╭─ EXTRACTED MATERIAL

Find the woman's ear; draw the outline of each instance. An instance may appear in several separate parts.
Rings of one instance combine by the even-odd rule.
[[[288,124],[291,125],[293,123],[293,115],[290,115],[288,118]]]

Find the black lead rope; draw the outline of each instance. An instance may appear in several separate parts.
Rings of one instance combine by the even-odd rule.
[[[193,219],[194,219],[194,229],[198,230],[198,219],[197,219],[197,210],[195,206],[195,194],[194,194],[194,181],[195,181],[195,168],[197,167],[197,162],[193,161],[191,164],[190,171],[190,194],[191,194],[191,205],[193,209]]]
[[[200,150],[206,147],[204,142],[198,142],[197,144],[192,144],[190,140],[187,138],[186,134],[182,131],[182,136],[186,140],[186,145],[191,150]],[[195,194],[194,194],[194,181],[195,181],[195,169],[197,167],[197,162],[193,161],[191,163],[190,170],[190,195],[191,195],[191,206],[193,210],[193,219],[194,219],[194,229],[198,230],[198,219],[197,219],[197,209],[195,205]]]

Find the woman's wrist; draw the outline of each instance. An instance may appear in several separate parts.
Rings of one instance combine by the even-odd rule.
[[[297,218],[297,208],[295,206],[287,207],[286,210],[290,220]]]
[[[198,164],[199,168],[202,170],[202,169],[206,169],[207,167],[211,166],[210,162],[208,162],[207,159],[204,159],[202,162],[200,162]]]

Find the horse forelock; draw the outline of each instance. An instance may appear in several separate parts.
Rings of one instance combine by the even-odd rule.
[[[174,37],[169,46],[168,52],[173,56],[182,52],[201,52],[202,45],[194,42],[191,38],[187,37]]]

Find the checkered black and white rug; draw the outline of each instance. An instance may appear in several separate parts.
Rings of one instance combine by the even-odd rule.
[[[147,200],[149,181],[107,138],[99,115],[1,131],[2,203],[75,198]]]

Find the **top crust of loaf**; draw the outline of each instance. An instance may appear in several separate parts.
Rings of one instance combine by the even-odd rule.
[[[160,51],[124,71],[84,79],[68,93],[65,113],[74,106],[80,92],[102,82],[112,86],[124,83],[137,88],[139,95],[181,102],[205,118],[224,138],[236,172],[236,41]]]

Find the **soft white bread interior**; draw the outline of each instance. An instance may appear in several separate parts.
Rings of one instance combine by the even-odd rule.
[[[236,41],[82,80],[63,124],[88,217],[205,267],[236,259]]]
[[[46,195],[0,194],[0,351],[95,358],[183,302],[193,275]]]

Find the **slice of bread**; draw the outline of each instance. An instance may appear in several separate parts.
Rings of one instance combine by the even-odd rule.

╰─

◆ ASSIGNED TASK ◆
In the entries above, locate every line with the word "white" and copy it.

◆ TASK SOLUTION ◆
Find the checkered black and white rug; draw the outline of each instance. An instance may appear in several separate parts.
Find the **soft white bread interior**; draw the outline of each instance. An instance may appear in several separate parts.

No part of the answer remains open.